### Given request 1
Quote the stretch of the greater adjutant stork text from "An emotional Barman" through "of community participation.".

### Extracted text

============

For Barman, nature, both its vagaries and its abundance, were an integral part of her world. Her father served in the army, so Barman was sent to live with her grandmother in Pub Mazirgaon, a village on the banks of the Brahmaputra. Young Barman was inconsolable at being separated from her parents, so, to keep her occupied, her grandmother would take her to their paddy fields and tell her stories about birds and animals. The love for the natural world she developed in those years left a lasting imprint, one that led Barman to devote her life to wildlife conservation—specifically saving the endangered greater adjutant stork.
Known as the Hargila (meaning bone-swallower) in Assam, the greater adjutant stork is the second-rarest stork in the world. At fewer than 1,200 individuals, this species currently stands at less than one per cent of their numbers a century ago. Their dwindling population is largely driven by global warming and human activity that has destroyed the wetlands where they forage. Rapid urbanization has also led to loss of nesting trees. Unlike charismatic megafauna, such as the giant panda or lions, whose attractive appearances help garner widespread support for their protection, these tall, bald, ungainly birds with their spindly legs that move in a stiff, military gait (hence, the prefix ‘adjutant’) and elongated yellow-orange neck with an inflatable throat pouch suffer from a bias in conservation campaigns. “Hargilas also bear a reputation of being ill-omens. Their dietary preference for carrion and their foul-smelling droppings add to the local population’s distaste,” says Barman. It was her first-hand experience of the repugnance with which the species is treated that sparked her pivot to working on championing the Hargila.
In 2007, Barman, who was then working on her PhD about these birds from Gauhati University, received a call from a contact: A villager was felling a stork nesting tree on his premises in Dadara. She rushed to the site, where the sight of nine broken nests and the dead and injured chicks broke her heart, “My twin daughters had just turned two and I think my maternal instinct kicked in. I wanted to do some-thing to protect these babies.”
An emotional Barman engaged with those who had gathered to talk about the importance of the storks and their nesting trees: As natural scavengers, they clean their environment and maintain ecological balance. But who was she to tell them what to do with these ill omens? the locals countered. Would she turn up to clean up the mess these pests created? This harrowing exchange led to an inner shift. “What was the point of writing my thesis on them, if there was no way of actually saving these birds? I had to start with changing the perception that the birds were bringers of pestilence, and bad omens.” Not one to shy away from a challenge, Barman put her PhD on hold and set to work. Her experience of volunteering with Aaranyak, a Guwahati-based wildlife NGO, where she is now a senior project manager, had taught her the value of community participation.

============

### Recorded information

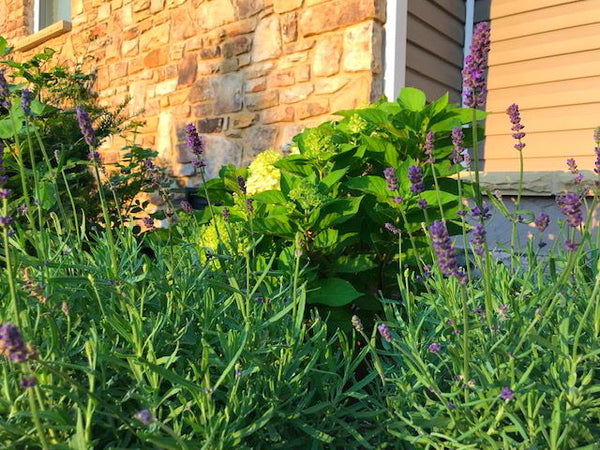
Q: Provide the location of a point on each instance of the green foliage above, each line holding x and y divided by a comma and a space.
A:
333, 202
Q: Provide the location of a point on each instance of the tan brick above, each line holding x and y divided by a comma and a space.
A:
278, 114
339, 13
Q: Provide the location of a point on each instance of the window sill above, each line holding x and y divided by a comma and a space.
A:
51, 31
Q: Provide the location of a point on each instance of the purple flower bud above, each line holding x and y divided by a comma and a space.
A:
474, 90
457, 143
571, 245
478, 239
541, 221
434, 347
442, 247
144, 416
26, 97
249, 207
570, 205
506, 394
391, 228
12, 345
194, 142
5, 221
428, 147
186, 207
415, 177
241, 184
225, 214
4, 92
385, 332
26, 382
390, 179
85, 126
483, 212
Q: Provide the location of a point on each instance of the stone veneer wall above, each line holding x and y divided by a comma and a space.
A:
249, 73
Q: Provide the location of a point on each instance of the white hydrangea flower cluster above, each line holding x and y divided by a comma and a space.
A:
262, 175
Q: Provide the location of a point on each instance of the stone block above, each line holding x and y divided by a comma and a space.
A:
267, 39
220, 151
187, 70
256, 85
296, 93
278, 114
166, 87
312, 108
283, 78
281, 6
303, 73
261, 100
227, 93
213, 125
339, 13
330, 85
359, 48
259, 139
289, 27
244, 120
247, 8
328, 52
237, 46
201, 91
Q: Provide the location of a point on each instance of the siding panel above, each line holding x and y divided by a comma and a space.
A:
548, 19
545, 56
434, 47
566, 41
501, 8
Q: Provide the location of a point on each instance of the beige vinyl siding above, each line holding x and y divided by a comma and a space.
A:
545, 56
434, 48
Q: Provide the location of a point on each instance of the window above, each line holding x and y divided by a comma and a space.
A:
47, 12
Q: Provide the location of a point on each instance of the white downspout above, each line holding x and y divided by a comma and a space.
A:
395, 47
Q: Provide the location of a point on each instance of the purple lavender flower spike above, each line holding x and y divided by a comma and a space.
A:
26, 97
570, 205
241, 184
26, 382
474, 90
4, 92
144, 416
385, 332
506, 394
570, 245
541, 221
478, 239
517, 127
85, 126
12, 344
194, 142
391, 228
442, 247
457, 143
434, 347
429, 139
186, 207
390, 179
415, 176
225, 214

============

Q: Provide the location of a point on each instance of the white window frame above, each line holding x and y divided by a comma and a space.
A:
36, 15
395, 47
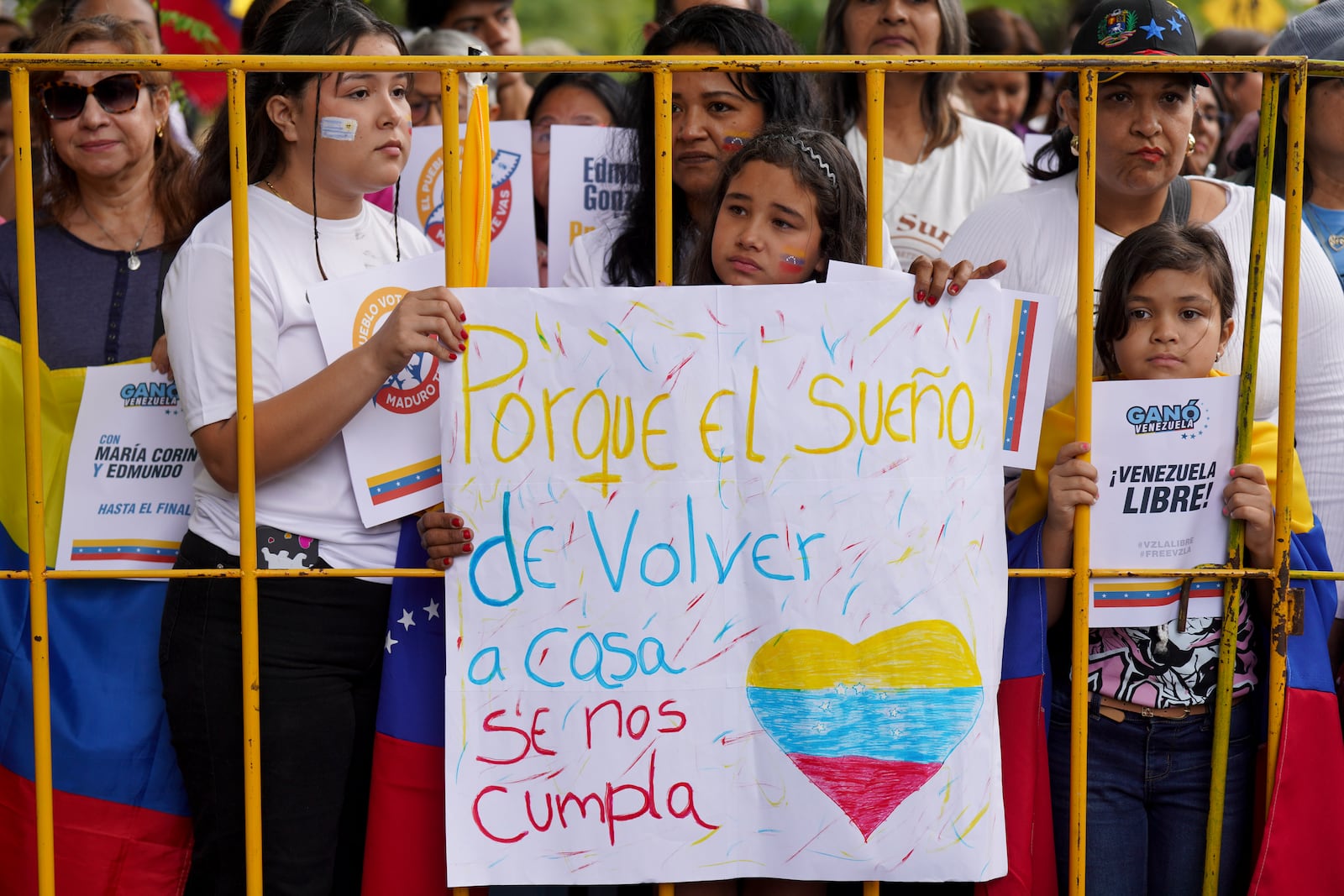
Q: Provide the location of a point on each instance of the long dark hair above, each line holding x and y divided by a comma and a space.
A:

============

### Given request 2
Filter the records above and copy out every line that contains the string "stone".

### Exercise output 1
An emotional Barman engaged with those who had gathered to talk about the importance of the storks and their nesting trees: As natural scavengers, they clean their environment and maintain ecological balance. But who was she to tell them what to do with these ill omens? the locals countered. Would she turn up to clean up the mess these pests created? This harrowing exchange led to an inner shift. “What was the point of writing my thesis on them, if there was no way of actually saving these birds? I had to start with changing the perception that the birds were bringers of pestilence, and bad omens.” Not one to shy away from a challenge, Barman put her PhD on hold and set to work. Her experience of volunteering with Aaranyak, a Guwahati-based wildlife NGO, where she is now a senior project manager, had taught her the value of community participation.

### Exercise output 2
Q: Provide the location of a point on each instance of the stone veneer wall above, each line holding x and y divided by a comma and a space.
Q: Provide the location of a point on each instance of the stone block above, each line holding x and y divided by a comma and a space.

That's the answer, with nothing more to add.